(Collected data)
=== Begin Enclosure ===

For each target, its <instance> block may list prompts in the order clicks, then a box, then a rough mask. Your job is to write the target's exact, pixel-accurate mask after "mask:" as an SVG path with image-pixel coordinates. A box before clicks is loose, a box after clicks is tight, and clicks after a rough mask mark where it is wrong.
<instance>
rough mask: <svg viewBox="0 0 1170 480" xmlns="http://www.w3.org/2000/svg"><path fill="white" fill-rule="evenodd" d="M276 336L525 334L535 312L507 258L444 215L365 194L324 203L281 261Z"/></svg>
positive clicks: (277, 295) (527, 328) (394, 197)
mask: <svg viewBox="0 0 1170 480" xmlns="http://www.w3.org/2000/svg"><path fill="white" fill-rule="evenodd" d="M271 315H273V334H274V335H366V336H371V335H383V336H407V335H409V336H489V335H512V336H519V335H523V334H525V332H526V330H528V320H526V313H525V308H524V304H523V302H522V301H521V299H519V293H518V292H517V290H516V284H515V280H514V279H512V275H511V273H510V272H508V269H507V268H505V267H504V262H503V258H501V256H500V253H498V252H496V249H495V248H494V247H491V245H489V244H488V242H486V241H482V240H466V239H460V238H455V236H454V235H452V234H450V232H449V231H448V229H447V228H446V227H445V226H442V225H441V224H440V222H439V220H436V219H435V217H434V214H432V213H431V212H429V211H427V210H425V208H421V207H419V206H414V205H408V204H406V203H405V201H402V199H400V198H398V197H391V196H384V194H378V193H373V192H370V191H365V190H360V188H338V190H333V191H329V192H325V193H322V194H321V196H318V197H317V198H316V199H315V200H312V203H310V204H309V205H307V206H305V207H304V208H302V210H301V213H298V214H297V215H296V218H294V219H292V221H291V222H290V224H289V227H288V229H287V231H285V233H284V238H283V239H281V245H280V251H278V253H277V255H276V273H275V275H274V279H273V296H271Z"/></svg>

=== End Enclosure ===

To do: Restate the records above word for word, omitting nothing.

Written answer:
For each target, its <instance> block may list prompts in the order clicks, then a box, then a rough mask. Your job is to write the target's exact, pixel-accurate mask after "mask:" as an SVG path with image-pixel coordinates. A box before clicks is loose, a box after clicks is tight, and clicks after a rough mask mark where it is wrong.
<instance>
rough mask: <svg viewBox="0 0 1170 480" xmlns="http://www.w3.org/2000/svg"><path fill="white" fill-rule="evenodd" d="M276 336L525 334L535 312L507 258L444 215L365 194L324 203L281 261Z"/></svg>
positive clicks: (277, 295) (527, 328) (394, 197)
mask: <svg viewBox="0 0 1170 480" xmlns="http://www.w3.org/2000/svg"><path fill="white" fill-rule="evenodd" d="M271 315H273V334H274V335H366V336H371V335H383V336H407V335H409V336H489V335H512V336H519V335H523V334H525V332H526V330H528V320H526V313H525V308H524V304H523V302H522V301H521V299H519V293H518V292H517V290H516V284H515V280H514V279H512V275H511V273H510V272H508V269H507V268H505V267H504V262H503V258H501V256H500V253H498V252H496V249H495V248H494V247H491V245H489V244H488V242H486V241H482V240H466V239H460V238H455V236H454V235H452V234H450V232H449V231H448V229H447V228H446V227H445V226H442V225H441V224H440V222H439V220H436V219H435V217H434V214H432V213H431V212H429V211H427V210H425V208H421V207H419V206H414V205H408V204H406V203H405V201H402V199H400V198H398V197H391V196H384V194H378V193H373V192H370V191H365V190H360V188H338V190H333V191H329V192H325V193H322V194H321V196H318V197H317V198H316V199H315V200H312V203H310V204H309V205H307V206H305V207H304V208H302V210H301V213H298V214H297V215H296V218H294V219H292V221H291V222H290V224H289V227H288V229H287V231H285V233H284V238H283V239H281V245H280V251H278V253H277V255H276V273H275V275H274V279H273V296H271Z"/></svg>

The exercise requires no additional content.